## EXERCISE BRIEF:
Within these entries, which lines include the string "doorway"? Copy each one.
═════ RECORDS FOR THE TASK ═════
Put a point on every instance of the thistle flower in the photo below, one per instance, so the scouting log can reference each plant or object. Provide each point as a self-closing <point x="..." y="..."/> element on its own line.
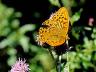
<point x="20" y="66"/>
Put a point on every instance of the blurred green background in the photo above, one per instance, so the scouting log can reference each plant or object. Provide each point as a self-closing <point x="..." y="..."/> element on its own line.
<point x="19" y="24"/>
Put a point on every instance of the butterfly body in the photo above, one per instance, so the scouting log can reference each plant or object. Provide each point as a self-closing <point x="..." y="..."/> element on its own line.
<point x="56" y="31"/>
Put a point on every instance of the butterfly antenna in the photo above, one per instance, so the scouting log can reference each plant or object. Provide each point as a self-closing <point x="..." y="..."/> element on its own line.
<point x="60" y="2"/>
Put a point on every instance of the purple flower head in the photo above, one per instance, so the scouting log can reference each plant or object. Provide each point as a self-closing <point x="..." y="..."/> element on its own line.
<point x="20" y="66"/>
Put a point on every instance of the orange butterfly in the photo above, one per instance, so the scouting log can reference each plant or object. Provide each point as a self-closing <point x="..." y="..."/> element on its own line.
<point x="54" y="31"/>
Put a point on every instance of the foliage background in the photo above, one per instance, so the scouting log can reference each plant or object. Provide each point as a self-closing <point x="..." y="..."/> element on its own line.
<point x="20" y="21"/>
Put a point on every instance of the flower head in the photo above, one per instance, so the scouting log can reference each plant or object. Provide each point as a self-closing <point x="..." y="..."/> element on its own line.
<point x="20" y="66"/>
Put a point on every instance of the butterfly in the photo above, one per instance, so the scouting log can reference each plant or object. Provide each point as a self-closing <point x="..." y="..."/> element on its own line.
<point x="54" y="31"/>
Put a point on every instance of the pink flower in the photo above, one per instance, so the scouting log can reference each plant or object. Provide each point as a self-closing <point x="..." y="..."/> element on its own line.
<point x="91" y="20"/>
<point x="20" y="66"/>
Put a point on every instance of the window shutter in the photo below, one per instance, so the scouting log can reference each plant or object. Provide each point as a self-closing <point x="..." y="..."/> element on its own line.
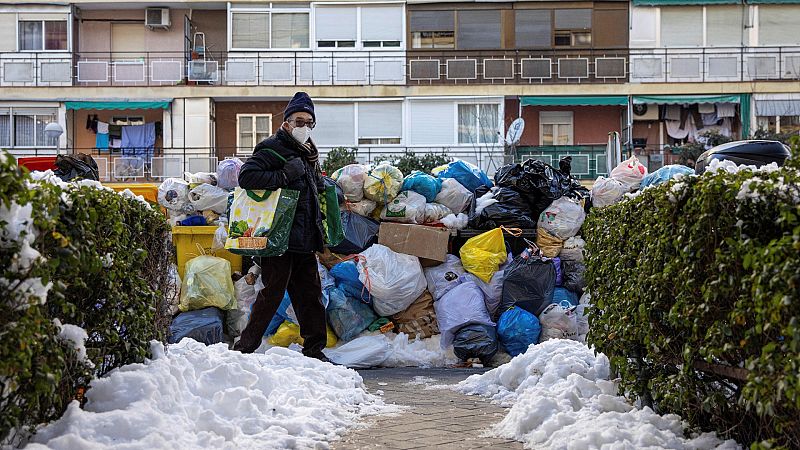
<point x="336" y="23"/>
<point x="382" y="23"/>
<point x="478" y="29"/>
<point x="431" y="123"/>
<point x="335" y="124"/>
<point x="533" y="27"/>
<point x="378" y="120"/>
<point x="682" y="26"/>
<point x="724" y="25"/>
<point x="432" y="21"/>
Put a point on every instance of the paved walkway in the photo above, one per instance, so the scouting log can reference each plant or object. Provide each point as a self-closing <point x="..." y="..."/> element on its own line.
<point x="436" y="418"/>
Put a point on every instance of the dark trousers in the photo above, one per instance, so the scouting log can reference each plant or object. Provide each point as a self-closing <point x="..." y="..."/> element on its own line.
<point x="297" y="273"/>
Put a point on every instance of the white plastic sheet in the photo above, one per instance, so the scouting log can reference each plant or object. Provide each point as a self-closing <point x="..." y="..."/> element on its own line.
<point x="393" y="279"/>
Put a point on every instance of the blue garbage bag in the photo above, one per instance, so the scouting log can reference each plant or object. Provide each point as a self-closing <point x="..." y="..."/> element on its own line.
<point x="665" y="174"/>
<point x="517" y="330"/>
<point x="348" y="316"/>
<point x="565" y="297"/>
<point x="476" y="340"/>
<point x="202" y="325"/>
<point x="467" y="174"/>
<point x="346" y="275"/>
<point x="423" y="184"/>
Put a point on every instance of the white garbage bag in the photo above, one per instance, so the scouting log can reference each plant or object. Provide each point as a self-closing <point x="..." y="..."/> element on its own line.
<point x="407" y="207"/>
<point x="393" y="279"/>
<point x="558" y="322"/>
<point x="444" y="277"/>
<point x="209" y="198"/>
<point x="351" y="179"/>
<point x="434" y="212"/>
<point x="607" y="191"/>
<point x="630" y="173"/>
<point x="173" y="194"/>
<point x="454" y="195"/>
<point x="563" y="218"/>
<point x="462" y="305"/>
<point x="362" y="352"/>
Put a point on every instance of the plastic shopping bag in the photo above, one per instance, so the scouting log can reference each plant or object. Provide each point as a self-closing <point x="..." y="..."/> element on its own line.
<point x="207" y="282"/>
<point x="260" y="222"/>
<point x="482" y="255"/>
<point x="395" y="280"/>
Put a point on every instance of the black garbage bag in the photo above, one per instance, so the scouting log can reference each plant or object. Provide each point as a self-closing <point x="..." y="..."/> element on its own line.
<point x="359" y="233"/>
<point x="476" y="341"/>
<point x="573" y="273"/>
<point x="328" y="181"/>
<point x="510" y="210"/>
<point x="529" y="283"/>
<point x="202" y="325"/>
<point x="71" y="167"/>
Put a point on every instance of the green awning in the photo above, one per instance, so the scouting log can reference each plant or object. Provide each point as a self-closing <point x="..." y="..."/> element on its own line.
<point x="118" y="105"/>
<point x="684" y="2"/>
<point x="575" y="100"/>
<point x="682" y="99"/>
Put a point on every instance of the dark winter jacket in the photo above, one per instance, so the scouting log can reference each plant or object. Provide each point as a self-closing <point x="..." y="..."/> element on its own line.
<point x="263" y="171"/>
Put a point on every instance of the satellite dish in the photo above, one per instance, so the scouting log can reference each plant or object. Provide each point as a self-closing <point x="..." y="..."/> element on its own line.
<point x="514" y="133"/>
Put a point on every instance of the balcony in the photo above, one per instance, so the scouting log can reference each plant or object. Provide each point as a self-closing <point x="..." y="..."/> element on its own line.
<point x="715" y="64"/>
<point x="567" y="66"/>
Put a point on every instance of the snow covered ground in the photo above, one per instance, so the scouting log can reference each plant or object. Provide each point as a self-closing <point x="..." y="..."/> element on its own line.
<point x="210" y="397"/>
<point x="561" y="398"/>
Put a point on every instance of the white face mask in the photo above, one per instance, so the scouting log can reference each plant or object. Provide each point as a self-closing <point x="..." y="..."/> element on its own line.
<point x="302" y="134"/>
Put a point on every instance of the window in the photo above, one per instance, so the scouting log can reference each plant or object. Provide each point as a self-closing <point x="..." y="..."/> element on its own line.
<point x="278" y="26"/>
<point x="572" y="27"/>
<point x="533" y="28"/>
<point x="380" y="123"/>
<point x="25" y="127"/>
<point x="555" y="128"/>
<point x="682" y="26"/>
<point x="251" y="129"/>
<point x="42" y="35"/>
<point x="478" y="123"/>
<point x="432" y="29"/>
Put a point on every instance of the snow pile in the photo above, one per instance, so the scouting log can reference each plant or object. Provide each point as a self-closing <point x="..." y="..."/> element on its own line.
<point x="561" y="398"/>
<point x="210" y="397"/>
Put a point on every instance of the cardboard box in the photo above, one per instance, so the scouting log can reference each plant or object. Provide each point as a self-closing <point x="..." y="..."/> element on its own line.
<point x="426" y="242"/>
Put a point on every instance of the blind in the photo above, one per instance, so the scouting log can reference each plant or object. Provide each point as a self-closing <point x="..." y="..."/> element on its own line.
<point x="380" y="120"/>
<point x="682" y="26"/>
<point x="432" y="123"/>
<point x="336" y="23"/>
<point x="382" y="23"/>
<point x="533" y="27"/>
<point x="335" y="124"/>
<point x="478" y="29"/>
<point x="777" y="24"/>
<point x="290" y="30"/>
<point x="250" y="30"/>
<point x="431" y="21"/>
<point x="724" y="26"/>
<point x="572" y="19"/>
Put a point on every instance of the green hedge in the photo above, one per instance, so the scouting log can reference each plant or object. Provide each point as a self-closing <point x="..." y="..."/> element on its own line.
<point x="105" y="258"/>
<point x="696" y="285"/>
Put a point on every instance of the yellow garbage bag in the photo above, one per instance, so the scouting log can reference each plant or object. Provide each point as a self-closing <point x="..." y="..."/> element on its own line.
<point x="482" y="255"/>
<point x="207" y="282"/>
<point x="289" y="333"/>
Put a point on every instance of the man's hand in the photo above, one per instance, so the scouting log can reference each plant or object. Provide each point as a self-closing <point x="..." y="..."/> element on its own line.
<point x="294" y="169"/>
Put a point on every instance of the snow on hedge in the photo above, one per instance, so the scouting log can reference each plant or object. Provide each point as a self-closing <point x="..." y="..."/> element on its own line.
<point x="561" y="397"/>
<point x="195" y="397"/>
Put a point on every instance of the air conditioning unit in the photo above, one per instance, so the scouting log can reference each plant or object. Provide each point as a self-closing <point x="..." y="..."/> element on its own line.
<point x="156" y="18"/>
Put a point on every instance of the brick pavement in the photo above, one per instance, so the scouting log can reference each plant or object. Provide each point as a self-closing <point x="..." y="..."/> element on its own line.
<point x="434" y="418"/>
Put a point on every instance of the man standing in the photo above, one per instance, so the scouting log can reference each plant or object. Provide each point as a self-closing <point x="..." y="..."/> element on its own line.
<point x="288" y="159"/>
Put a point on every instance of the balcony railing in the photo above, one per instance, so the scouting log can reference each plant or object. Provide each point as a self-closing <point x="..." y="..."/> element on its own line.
<point x="714" y="64"/>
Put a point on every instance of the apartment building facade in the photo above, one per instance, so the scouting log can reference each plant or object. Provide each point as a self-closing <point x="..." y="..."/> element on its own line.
<point x="200" y="81"/>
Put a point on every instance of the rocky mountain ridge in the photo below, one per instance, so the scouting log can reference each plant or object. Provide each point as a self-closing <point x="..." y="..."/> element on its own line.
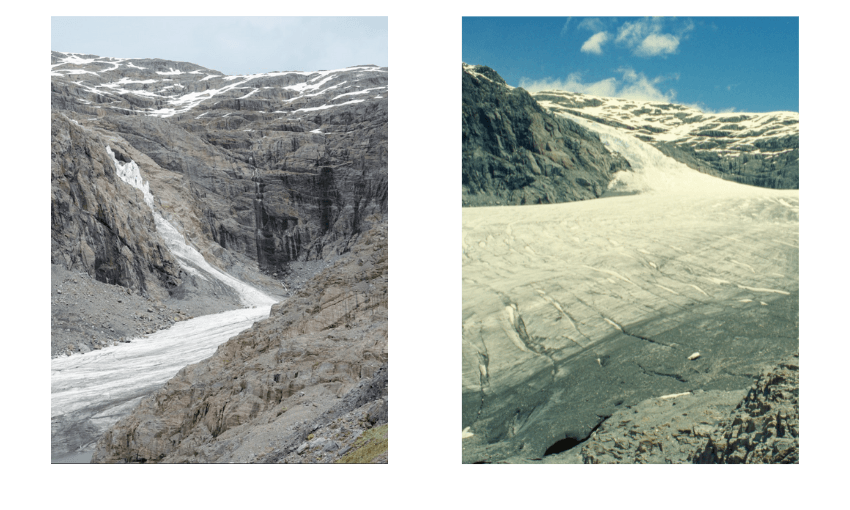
<point x="515" y="152"/>
<point x="178" y="191"/>
<point x="761" y="149"/>
<point x="271" y="167"/>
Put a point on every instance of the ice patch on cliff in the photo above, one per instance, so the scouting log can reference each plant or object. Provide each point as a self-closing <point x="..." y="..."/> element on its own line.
<point x="187" y="256"/>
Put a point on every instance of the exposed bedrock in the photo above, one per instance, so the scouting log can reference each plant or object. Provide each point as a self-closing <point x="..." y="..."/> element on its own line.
<point x="275" y="379"/>
<point x="515" y="152"/>
<point x="573" y="311"/>
<point x="99" y="224"/>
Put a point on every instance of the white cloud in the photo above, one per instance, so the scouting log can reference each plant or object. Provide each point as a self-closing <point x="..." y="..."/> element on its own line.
<point x="594" y="44"/>
<point x="657" y="44"/>
<point x="646" y="39"/>
<point x="592" y="24"/>
<point x="632" y="85"/>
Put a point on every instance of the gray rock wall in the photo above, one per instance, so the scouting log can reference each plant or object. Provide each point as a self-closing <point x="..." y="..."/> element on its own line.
<point x="514" y="152"/>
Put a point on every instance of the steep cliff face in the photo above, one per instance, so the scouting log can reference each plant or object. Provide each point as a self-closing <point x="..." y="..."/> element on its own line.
<point x="99" y="224"/>
<point x="759" y="149"/>
<point x="263" y="393"/>
<point x="274" y="167"/>
<point x="515" y="152"/>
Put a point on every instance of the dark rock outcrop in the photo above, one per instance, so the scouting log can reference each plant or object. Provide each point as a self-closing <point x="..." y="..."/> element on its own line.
<point x="100" y="225"/>
<point x="759" y="149"/>
<point x="765" y="427"/>
<point x="272" y="168"/>
<point x="515" y="152"/>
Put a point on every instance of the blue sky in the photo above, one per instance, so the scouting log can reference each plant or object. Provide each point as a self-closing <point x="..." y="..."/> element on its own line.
<point x="231" y="45"/>
<point x="716" y="64"/>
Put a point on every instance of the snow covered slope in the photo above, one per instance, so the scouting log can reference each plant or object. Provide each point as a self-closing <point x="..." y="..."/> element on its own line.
<point x="752" y="148"/>
<point x="573" y="310"/>
<point x="163" y="88"/>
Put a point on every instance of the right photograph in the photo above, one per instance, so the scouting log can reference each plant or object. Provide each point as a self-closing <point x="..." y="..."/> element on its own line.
<point x="630" y="240"/>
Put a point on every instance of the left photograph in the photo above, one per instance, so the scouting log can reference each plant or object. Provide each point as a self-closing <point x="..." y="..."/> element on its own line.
<point x="219" y="240"/>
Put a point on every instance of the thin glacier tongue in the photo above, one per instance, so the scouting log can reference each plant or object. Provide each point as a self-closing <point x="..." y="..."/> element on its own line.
<point x="186" y="254"/>
<point x="652" y="171"/>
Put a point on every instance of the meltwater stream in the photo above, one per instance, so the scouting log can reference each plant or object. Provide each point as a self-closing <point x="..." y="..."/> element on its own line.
<point x="91" y="392"/>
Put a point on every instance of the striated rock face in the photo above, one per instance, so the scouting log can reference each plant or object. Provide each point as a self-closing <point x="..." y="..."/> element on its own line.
<point x="760" y="149"/>
<point x="515" y="152"/>
<point x="99" y="224"/>
<point x="313" y="367"/>
<point x="765" y="427"/>
<point x="268" y="168"/>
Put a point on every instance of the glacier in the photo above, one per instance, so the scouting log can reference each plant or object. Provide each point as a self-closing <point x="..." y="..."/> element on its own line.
<point x="572" y="310"/>
<point x="90" y="392"/>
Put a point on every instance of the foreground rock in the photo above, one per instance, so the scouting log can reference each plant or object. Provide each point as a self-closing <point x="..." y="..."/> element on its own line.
<point x="765" y="427"/>
<point x="265" y="391"/>
<point x="515" y="152"/>
<point x="574" y="311"/>
<point x="755" y="426"/>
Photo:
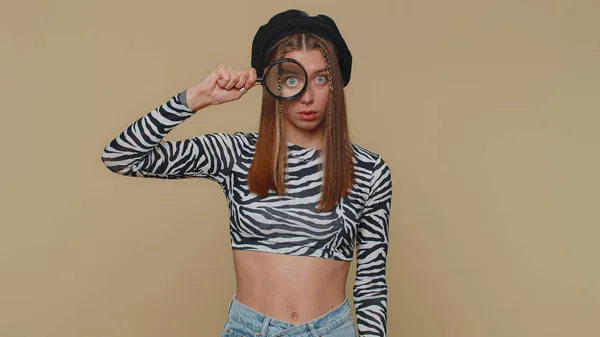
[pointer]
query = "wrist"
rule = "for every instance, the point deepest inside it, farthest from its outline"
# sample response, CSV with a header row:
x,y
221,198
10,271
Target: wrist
x,y
195,101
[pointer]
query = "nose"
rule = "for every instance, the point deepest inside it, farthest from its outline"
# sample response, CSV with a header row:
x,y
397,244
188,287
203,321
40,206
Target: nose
x,y
307,96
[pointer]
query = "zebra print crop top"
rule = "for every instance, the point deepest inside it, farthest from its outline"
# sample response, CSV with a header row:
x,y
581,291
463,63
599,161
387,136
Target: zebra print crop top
x,y
286,224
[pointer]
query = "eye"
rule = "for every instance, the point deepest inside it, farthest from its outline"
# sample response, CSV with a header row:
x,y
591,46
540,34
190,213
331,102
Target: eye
x,y
322,79
292,81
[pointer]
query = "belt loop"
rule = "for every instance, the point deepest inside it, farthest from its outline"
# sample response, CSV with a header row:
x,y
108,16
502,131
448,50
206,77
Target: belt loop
x,y
312,329
263,331
229,307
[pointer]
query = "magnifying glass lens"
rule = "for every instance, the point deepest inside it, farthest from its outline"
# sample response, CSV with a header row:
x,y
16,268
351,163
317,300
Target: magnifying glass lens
x,y
285,79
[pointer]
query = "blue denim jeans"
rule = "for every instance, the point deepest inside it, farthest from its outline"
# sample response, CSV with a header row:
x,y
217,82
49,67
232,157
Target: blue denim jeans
x,y
243,321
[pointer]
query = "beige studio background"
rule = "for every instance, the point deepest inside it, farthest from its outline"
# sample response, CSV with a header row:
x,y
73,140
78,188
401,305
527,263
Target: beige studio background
x,y
486,111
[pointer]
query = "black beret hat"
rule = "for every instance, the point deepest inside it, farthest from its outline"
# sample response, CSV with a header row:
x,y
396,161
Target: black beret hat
x,y
295,21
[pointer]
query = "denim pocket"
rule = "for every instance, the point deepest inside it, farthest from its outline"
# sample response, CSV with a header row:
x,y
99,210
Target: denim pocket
x,y
346,330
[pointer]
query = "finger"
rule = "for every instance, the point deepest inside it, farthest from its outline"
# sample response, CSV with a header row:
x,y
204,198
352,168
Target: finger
x,y
222,75
233,78
243,77
251,79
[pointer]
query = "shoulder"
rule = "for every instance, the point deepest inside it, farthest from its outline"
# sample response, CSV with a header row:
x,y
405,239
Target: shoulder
x,y
246,138
368,159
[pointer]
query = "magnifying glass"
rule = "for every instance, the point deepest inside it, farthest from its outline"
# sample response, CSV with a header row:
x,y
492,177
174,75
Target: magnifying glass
x,y
284,79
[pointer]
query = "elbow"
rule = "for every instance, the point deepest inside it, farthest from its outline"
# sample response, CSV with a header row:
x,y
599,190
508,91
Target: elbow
x,y
110,163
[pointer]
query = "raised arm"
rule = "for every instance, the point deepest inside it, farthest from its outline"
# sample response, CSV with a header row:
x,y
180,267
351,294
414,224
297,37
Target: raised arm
x,y
140,151
370,286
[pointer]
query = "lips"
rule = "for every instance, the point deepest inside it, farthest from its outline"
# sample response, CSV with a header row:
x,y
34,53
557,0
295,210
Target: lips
x,y
308,115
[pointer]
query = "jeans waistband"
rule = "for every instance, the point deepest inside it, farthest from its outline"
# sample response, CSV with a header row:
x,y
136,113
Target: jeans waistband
x,y
262,323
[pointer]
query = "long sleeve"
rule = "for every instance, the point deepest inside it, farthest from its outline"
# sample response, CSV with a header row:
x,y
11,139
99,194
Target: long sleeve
x,y
370,286
139,150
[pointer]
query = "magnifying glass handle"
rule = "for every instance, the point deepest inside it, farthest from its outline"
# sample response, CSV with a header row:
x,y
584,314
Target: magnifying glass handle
x,y
259,79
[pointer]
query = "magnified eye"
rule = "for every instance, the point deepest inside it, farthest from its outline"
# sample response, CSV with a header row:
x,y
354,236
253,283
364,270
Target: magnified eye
x,y
292,81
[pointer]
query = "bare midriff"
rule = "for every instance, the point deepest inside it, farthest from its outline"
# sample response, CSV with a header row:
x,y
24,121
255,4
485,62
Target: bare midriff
x,y
293,289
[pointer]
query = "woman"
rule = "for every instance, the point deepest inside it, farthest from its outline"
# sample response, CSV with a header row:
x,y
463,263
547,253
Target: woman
x,y
301,196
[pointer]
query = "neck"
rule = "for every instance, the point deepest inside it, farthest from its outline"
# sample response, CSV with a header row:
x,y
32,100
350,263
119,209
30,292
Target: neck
x,y
312,139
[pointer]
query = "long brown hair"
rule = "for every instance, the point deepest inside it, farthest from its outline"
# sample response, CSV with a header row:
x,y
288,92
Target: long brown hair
x,y
269,166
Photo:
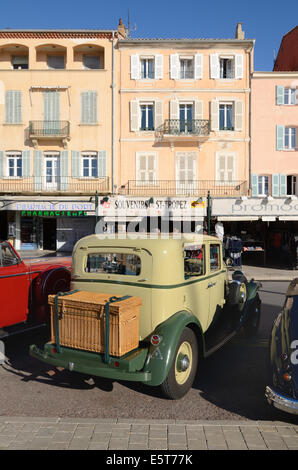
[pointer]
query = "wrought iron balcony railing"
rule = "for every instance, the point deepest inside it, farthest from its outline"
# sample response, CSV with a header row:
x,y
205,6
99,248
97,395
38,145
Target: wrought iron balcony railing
x,y
178,127
184,188
53,184
39,129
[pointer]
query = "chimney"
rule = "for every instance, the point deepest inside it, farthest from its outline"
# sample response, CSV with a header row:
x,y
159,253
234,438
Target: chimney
x,y
121,29
239,32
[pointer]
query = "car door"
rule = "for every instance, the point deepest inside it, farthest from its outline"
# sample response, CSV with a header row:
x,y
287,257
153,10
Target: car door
x,y
14,287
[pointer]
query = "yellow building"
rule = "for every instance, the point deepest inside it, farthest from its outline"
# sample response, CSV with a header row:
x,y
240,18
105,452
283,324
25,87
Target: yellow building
x,y
56,133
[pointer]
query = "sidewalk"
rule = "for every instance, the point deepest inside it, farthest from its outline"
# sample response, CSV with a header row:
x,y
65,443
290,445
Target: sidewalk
x,y
131,434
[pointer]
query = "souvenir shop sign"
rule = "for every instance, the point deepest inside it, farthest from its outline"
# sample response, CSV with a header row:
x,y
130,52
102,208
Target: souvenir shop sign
x,y
54,214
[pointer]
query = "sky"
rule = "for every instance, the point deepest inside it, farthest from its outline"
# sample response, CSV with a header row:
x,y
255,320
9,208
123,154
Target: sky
x,y
263,20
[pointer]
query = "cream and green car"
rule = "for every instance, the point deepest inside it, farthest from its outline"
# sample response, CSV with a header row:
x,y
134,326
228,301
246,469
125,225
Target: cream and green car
x,y
189,307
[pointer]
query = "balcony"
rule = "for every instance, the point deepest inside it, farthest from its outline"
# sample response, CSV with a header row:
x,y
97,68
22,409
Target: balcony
x,y
54,184
46,130
176,129
184,188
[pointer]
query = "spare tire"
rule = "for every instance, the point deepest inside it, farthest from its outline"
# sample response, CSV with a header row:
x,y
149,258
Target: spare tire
x,y
51,282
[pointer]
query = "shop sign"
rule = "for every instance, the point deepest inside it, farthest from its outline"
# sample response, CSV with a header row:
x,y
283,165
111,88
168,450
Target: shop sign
x,y
54,214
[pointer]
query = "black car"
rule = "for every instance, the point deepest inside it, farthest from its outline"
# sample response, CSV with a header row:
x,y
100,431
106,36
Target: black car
x,y
282,392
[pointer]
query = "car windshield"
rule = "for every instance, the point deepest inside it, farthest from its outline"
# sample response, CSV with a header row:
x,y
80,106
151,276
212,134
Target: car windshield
x,y
114,263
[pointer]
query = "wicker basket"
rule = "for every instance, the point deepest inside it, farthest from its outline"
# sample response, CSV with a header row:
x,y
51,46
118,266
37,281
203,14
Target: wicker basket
x,y
82,322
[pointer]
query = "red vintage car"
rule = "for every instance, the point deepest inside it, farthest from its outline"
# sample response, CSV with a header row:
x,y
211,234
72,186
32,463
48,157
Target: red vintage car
x,y
25,286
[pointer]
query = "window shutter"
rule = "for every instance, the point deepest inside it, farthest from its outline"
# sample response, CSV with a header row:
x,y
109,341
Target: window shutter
x,y
282,184
214,115
280,137
238,66
214,66
1,164
26,155
238,115
174,66
275,185
158,65
135,67
254,185
174,109
198,109
198,66
279,95
134,116
13,107
37,170
75,164
158,113
102,164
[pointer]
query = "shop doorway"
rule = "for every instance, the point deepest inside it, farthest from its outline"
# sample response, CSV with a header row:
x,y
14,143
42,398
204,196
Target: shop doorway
═════
## ANSWER FOR THIS EXERCISE:
query = "shop doorway"
Target: shop doorway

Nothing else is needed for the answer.